-- START --

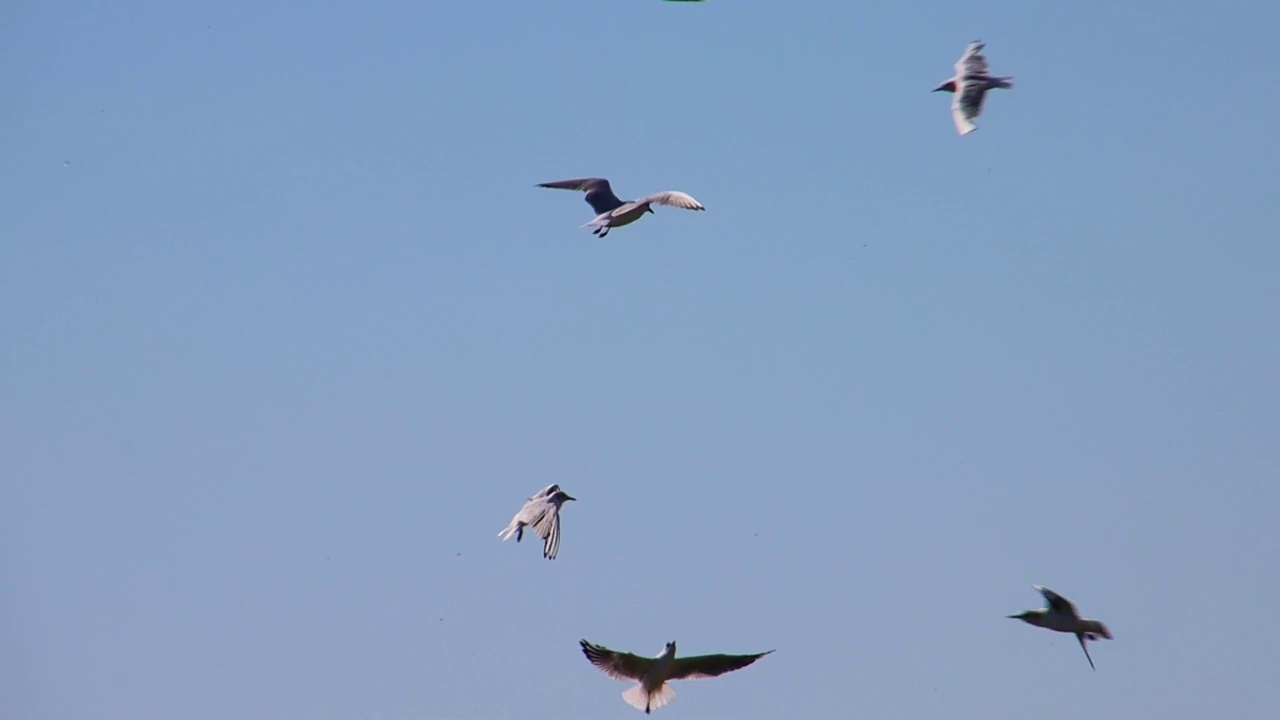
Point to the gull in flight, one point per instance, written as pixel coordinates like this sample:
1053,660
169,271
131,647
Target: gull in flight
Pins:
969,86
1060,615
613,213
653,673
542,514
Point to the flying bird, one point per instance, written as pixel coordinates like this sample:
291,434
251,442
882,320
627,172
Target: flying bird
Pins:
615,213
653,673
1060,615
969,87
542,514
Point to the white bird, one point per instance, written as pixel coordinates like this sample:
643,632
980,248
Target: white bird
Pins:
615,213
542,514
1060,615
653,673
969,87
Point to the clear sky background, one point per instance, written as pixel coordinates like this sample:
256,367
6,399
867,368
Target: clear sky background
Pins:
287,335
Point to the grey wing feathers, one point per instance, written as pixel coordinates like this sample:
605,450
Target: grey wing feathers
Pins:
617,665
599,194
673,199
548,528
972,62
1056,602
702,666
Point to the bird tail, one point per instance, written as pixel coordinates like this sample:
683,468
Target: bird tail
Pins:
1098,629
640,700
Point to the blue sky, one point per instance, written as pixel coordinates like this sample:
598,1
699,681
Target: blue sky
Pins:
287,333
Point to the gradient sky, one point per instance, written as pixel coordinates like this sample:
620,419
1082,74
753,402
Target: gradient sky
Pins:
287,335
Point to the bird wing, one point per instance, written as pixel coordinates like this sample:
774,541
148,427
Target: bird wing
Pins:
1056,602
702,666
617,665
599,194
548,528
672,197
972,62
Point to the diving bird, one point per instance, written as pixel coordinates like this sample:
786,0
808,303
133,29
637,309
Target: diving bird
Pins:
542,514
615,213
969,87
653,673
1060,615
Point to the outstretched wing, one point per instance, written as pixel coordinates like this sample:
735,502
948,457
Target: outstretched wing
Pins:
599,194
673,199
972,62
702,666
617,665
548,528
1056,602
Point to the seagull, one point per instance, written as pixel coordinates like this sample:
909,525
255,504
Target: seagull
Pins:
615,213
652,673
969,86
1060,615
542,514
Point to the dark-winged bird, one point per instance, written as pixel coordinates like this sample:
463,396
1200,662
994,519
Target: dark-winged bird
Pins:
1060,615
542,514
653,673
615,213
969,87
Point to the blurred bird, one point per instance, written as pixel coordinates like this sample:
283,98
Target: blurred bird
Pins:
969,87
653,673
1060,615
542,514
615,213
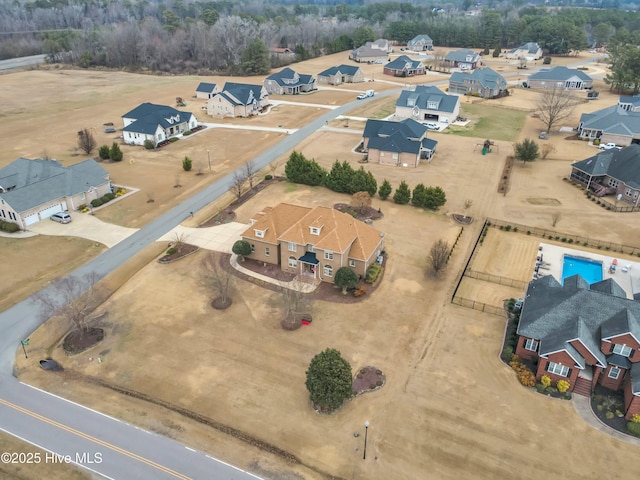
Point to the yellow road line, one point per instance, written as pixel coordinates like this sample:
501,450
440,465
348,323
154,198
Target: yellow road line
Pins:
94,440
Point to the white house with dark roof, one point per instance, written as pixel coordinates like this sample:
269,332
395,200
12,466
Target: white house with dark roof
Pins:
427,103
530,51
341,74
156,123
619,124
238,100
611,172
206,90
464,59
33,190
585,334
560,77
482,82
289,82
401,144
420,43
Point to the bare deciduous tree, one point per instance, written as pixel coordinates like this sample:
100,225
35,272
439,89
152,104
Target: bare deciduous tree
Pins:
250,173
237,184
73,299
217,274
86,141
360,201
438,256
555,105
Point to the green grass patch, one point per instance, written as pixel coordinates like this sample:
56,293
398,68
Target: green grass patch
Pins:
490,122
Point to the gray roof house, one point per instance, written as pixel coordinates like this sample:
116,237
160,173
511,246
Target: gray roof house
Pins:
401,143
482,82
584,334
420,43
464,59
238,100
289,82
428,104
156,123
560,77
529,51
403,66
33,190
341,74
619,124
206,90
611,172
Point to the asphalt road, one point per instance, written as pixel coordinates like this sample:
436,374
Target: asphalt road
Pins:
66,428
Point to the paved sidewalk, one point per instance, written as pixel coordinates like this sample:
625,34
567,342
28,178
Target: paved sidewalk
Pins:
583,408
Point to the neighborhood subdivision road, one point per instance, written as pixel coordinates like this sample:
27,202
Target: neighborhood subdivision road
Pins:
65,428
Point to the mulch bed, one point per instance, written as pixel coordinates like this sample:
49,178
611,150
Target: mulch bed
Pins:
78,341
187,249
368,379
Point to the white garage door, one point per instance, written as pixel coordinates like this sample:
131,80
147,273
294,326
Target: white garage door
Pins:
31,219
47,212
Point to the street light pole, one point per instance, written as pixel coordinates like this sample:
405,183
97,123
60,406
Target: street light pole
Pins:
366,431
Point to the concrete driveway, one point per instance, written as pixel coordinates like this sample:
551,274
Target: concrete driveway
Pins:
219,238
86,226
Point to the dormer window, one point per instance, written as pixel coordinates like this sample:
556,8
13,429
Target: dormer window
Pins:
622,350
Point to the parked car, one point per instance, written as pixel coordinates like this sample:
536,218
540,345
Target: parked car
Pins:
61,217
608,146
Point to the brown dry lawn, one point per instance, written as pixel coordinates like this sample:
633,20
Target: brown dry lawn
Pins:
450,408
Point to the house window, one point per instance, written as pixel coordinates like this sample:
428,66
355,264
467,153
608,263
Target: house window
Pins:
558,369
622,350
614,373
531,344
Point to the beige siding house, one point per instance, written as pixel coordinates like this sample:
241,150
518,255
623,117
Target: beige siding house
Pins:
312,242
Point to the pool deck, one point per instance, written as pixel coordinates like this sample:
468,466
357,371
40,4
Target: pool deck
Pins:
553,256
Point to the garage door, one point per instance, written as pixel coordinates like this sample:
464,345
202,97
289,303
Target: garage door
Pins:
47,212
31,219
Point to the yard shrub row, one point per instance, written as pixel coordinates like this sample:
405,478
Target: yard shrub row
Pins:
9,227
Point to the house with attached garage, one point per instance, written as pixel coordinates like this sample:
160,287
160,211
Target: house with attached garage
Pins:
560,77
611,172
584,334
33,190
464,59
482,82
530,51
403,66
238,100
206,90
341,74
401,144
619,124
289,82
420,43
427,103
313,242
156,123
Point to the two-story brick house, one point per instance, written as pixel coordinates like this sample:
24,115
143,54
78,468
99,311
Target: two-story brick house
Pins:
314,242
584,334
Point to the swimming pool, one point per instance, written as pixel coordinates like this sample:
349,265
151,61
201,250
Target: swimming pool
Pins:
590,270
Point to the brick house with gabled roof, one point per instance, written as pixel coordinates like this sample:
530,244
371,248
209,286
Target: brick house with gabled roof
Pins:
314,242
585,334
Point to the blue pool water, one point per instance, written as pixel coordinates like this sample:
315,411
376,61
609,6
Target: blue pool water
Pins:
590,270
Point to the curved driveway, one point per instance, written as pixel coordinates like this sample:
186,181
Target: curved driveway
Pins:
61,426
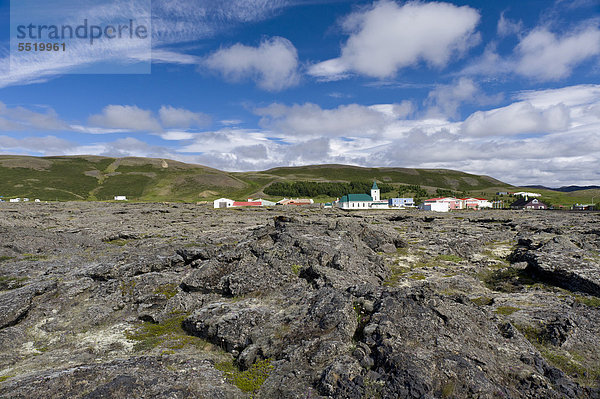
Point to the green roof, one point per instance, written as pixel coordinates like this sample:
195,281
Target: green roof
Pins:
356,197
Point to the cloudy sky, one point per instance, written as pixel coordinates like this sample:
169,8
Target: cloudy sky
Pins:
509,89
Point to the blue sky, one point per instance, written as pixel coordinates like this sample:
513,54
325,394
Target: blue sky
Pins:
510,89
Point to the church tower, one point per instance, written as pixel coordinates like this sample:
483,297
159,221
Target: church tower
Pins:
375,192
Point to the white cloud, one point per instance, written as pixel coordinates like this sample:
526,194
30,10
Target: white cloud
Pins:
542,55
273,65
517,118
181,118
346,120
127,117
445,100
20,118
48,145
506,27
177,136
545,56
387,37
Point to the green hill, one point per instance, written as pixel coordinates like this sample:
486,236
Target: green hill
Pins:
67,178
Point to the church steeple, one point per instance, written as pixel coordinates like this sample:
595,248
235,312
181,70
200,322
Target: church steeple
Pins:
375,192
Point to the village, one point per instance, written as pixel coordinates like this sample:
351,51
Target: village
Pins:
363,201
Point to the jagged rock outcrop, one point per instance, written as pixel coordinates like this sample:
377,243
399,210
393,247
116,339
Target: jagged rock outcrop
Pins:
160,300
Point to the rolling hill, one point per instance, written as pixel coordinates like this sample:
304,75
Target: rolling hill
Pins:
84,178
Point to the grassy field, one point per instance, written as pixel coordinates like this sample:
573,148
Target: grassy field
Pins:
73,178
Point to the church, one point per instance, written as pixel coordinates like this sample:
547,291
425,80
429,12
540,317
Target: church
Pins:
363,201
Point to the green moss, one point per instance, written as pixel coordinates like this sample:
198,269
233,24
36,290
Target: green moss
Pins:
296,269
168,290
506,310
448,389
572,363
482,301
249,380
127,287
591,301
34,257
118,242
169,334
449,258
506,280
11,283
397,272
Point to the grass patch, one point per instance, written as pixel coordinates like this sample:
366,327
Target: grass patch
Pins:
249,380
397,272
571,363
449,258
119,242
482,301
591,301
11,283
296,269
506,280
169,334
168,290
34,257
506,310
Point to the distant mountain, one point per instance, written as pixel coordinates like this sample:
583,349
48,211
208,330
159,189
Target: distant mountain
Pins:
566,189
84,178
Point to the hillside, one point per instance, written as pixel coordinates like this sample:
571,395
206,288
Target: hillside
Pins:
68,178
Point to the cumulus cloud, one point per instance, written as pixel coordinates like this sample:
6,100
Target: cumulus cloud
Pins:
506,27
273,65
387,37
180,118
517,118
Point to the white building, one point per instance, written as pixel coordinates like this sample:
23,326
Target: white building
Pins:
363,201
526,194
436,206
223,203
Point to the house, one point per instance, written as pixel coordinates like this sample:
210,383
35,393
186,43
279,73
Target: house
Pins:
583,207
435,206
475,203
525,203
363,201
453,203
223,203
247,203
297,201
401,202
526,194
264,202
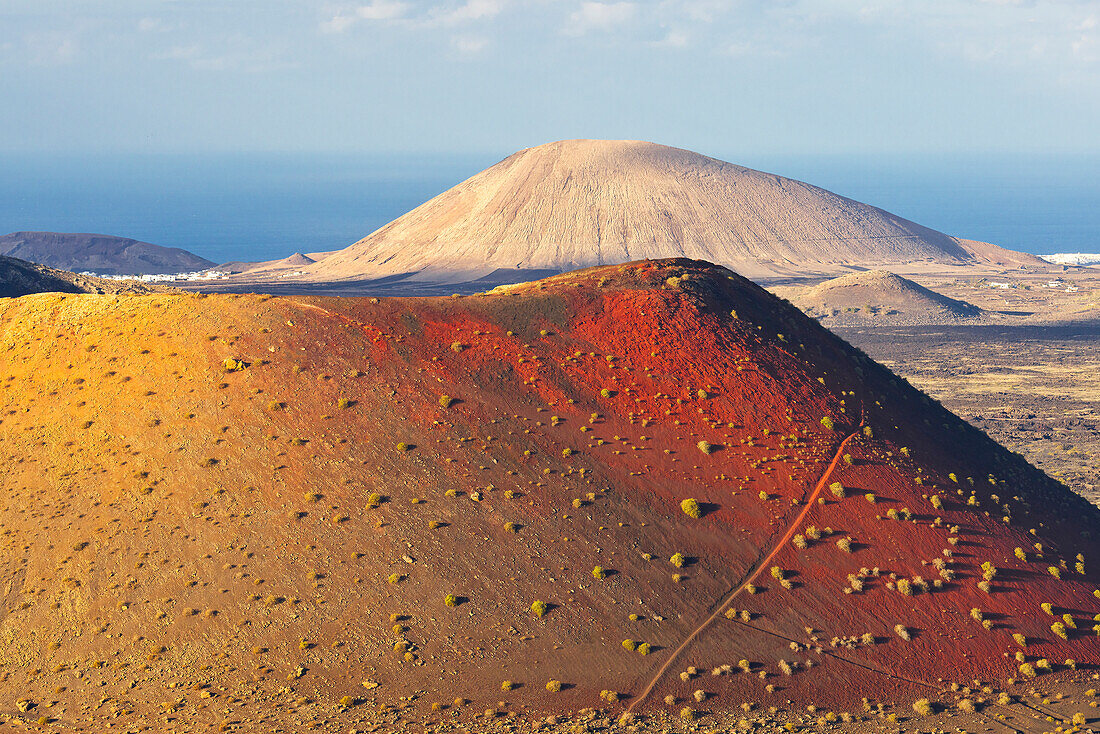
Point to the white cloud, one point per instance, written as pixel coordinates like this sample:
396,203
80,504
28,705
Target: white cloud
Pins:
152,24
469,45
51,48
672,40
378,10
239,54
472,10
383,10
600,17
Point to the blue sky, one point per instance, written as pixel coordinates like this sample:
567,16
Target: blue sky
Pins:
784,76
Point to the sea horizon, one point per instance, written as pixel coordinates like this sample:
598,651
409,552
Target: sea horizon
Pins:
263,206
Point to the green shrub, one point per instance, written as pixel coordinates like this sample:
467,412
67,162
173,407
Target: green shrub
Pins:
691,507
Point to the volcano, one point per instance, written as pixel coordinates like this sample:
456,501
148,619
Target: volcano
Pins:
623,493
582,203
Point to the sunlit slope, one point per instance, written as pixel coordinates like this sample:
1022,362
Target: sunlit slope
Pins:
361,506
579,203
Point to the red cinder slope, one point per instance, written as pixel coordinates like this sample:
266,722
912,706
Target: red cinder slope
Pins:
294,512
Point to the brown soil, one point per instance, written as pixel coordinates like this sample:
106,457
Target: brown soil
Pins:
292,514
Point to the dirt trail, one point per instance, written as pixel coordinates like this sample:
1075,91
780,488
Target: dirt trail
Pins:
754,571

-- END --

_THE TASK:_
Give back exactly the lines from the one containing "Point to the sunlit" to the end of the material, both ends included.

_WORKED SOLUTION:_
Point to the sunlit slope, one point per instance, written as pixel coordinates like this sample:
1022,362
Target: sunlit slope
Pins:
361,506
579,203
Point to the red cinder slope, one point per instance, written as pixel coordinates like this sample:
266,722
912,706
Target: red cinder slope
Pins:
294,512
Point to the brown soil, one point per instance, written as pixel coordinates like this sample:
106,457
Target: brown soil
Pins:
292,514
Point to the dirt trail, one point per instance, written as pixel coordinates like this sample:
1075,91
780,488
Target: dirt trail
Pins:
754,571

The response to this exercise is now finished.